◆ Information provided ◆

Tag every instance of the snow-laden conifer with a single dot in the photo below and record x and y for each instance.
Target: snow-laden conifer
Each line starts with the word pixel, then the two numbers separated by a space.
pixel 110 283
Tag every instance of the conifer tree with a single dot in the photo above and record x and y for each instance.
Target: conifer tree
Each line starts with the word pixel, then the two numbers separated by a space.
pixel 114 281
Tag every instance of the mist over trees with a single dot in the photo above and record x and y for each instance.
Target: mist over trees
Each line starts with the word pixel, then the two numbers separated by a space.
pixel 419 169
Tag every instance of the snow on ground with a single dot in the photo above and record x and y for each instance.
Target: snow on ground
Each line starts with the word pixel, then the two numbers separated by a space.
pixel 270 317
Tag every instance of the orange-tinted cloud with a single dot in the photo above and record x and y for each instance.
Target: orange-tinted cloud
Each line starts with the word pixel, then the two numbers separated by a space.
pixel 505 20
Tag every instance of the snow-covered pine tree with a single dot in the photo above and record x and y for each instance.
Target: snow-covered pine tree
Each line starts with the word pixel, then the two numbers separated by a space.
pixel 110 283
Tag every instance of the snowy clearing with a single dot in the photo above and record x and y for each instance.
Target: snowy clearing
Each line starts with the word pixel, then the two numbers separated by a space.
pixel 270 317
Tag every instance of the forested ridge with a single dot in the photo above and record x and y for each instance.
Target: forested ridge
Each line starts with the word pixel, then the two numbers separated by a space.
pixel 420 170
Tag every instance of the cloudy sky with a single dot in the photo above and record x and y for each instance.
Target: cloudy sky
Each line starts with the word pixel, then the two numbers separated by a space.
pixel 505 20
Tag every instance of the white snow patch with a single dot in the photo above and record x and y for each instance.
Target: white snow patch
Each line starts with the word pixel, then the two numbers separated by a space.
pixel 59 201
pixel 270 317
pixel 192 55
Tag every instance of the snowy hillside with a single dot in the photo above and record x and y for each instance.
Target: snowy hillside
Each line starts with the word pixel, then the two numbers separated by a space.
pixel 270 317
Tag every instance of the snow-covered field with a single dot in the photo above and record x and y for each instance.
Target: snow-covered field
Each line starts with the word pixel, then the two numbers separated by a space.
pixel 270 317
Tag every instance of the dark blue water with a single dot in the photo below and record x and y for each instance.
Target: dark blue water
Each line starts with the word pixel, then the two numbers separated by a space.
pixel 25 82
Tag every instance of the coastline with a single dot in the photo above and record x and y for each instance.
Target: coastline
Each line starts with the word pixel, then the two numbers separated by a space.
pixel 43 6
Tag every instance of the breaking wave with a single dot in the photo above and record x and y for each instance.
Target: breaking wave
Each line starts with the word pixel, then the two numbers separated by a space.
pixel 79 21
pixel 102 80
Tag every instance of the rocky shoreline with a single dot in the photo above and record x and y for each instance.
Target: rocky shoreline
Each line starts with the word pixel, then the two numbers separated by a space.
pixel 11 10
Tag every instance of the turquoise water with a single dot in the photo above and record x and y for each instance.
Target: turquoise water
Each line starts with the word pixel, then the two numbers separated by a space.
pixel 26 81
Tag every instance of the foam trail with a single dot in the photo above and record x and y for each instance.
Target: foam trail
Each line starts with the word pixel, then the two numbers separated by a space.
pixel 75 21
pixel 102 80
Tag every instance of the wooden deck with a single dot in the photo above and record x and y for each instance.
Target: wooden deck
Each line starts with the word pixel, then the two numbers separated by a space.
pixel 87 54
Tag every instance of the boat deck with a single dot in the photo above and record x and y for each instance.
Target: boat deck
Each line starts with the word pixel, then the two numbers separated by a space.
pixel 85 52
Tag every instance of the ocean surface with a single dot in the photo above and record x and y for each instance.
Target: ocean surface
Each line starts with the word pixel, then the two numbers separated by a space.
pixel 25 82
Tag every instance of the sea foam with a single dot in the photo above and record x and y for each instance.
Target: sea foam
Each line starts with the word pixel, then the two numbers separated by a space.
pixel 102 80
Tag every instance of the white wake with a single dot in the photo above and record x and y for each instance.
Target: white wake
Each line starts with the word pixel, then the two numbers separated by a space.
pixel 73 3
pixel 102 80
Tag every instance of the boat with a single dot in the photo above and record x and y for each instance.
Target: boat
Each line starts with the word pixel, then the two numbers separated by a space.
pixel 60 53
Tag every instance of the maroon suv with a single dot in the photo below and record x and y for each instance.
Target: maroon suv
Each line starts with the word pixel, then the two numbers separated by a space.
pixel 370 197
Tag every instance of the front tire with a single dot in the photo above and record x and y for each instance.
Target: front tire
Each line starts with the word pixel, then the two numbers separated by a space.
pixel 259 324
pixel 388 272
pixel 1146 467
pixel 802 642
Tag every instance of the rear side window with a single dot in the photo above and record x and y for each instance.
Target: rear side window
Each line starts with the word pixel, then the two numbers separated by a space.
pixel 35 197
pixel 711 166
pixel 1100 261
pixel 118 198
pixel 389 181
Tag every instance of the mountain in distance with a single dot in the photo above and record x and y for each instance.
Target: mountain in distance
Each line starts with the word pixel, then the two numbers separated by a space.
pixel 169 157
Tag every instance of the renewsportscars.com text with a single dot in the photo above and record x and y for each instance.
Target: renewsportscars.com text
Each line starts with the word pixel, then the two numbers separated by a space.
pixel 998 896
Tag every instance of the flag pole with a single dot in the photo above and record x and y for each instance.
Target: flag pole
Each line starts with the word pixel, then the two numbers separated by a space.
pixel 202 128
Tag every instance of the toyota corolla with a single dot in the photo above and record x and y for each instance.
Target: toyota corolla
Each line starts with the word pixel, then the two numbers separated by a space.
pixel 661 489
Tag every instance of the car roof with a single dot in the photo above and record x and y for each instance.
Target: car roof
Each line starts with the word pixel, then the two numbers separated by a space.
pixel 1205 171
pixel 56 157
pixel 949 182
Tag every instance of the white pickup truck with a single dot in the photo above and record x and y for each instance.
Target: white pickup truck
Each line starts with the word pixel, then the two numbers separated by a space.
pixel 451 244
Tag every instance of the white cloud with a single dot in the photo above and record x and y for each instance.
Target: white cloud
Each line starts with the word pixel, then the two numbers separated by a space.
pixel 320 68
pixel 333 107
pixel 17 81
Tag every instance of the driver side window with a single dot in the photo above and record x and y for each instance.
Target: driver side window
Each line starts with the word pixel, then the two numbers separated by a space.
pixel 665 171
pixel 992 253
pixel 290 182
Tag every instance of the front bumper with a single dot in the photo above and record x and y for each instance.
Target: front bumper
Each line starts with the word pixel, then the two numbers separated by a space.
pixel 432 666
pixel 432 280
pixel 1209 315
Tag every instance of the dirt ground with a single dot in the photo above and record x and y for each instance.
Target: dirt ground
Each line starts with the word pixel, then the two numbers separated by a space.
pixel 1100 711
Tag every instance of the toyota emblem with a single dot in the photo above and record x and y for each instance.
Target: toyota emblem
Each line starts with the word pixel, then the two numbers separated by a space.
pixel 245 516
...
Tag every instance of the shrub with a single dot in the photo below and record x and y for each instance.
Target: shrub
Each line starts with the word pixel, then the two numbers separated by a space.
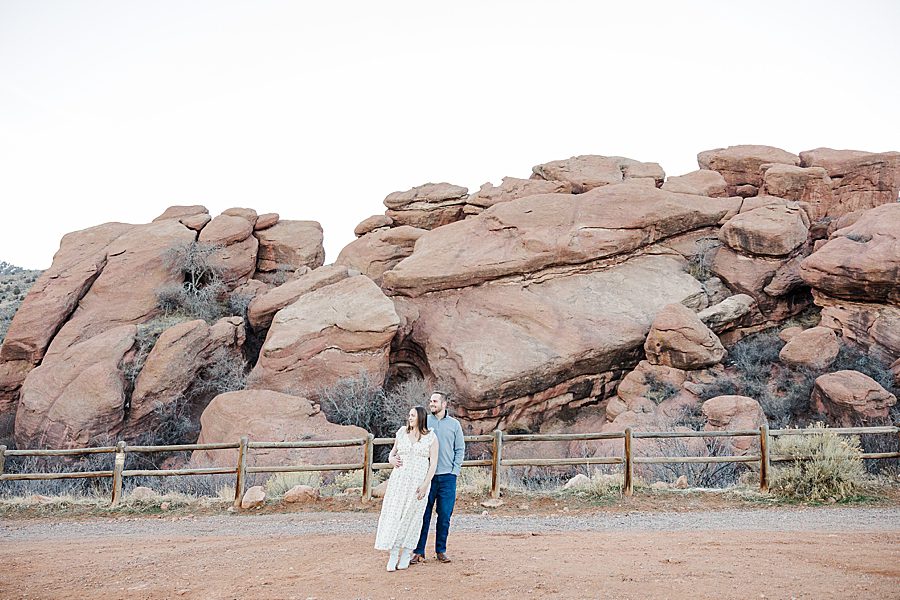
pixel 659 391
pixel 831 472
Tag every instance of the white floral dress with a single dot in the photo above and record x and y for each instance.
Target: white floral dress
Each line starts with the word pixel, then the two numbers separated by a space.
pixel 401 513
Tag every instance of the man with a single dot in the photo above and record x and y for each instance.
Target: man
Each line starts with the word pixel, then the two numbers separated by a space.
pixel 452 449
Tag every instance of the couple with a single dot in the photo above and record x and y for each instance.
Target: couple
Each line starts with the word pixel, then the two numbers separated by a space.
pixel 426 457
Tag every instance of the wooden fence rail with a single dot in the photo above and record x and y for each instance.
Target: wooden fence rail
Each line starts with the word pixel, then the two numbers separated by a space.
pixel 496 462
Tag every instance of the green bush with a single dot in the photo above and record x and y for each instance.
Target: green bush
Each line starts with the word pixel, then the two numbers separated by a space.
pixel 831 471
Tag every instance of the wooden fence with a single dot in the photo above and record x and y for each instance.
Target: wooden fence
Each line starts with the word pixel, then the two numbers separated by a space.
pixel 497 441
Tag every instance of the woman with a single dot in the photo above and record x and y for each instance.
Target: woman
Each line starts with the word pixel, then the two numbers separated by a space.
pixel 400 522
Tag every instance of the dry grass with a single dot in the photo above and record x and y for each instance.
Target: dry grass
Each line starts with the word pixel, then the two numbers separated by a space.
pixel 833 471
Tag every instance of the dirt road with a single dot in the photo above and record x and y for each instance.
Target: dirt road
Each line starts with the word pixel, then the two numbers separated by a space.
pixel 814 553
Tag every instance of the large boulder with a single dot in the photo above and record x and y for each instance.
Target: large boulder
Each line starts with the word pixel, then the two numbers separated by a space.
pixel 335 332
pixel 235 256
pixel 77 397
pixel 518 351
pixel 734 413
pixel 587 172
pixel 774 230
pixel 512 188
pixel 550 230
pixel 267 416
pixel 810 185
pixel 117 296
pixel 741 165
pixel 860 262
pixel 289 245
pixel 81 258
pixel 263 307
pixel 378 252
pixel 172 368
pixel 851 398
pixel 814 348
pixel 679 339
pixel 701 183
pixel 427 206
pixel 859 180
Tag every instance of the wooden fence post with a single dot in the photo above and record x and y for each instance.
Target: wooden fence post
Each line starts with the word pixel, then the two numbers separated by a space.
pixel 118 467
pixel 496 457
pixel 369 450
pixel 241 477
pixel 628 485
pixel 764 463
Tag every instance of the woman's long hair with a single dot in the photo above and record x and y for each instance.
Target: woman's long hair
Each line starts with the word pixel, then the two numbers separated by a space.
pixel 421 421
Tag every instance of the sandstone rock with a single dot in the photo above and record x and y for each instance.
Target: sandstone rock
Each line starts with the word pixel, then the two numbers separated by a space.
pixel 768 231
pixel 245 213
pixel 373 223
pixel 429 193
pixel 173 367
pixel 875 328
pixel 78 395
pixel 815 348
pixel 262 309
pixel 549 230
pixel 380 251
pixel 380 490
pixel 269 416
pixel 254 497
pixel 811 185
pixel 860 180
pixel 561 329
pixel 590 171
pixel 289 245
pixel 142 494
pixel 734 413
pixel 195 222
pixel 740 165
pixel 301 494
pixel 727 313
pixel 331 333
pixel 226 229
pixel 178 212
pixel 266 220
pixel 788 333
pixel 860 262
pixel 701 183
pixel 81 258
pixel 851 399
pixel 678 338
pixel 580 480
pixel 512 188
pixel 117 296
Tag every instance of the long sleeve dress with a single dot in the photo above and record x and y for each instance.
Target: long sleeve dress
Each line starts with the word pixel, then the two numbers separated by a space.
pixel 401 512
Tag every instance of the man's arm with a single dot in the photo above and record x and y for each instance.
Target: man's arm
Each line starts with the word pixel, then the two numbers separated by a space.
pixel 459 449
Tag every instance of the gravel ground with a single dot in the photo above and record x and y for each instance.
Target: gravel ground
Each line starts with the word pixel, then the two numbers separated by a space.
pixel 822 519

◆ Work required ◆
Would you please copy all lines in the data that contain the word "roof"?

◆ Worked solution ◆
Tag every instance of the car roof with a single dot in the photo above and record x and y for each instance.
Target: car roof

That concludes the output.